● **Problem**
Please write out every entry below exactly, leaving out any pictures.
START Records
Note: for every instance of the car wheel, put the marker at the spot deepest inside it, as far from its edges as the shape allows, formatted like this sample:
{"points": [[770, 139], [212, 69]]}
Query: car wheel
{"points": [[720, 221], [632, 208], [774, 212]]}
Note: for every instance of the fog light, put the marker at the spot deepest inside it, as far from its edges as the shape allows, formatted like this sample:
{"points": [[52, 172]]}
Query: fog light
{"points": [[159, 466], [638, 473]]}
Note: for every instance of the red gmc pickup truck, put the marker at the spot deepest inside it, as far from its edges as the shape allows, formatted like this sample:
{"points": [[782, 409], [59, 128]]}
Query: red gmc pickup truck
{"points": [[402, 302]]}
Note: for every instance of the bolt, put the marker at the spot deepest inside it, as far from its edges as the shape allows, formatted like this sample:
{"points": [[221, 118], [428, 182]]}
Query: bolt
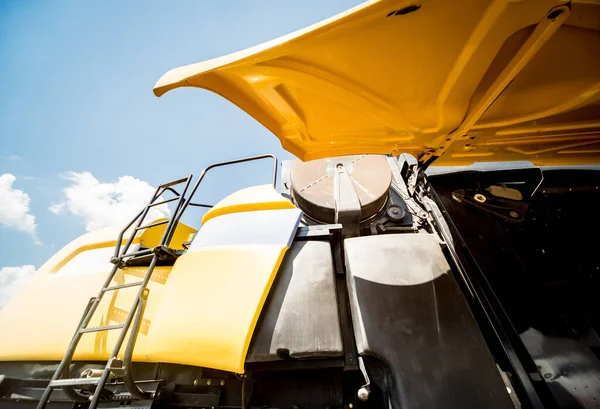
END Records
● **Exercise answer**
Note: for every instance of the car wheel, put the marker at the spot deepest inside it, as far from its edges as the shape allows, formatted like this sample:
{"points": [[770, 139], [212, 69]]}
Query: car wheel
{"points": [[720, 221], [632, 208], [774, 212]]}
Note: for every instance of the fog light, put the marker at the spot deepest inside it, as far from its edges as the shape allows, formatted like this sample:
{"points": [[52, 172]]}
Query: fog light
{"points": [[159, 466], [638, 473]]}
Note: for every instance of the red gmc pickup truck, put the marker at the spot deepest inside it, as far from its edges as the shape allows, formatted like this sample:
{"points": [[782, 409], [59, 128]]}
Query: red gmc pickup truck
{"points": [[402, 302]]}
Note: for every instance of the bolt, put the marker at the spot deepest inside it, as far from its edges as the shape allows, formatted like this sample:
{"points": [[221, 118], [428, 182]]}
Query: bolt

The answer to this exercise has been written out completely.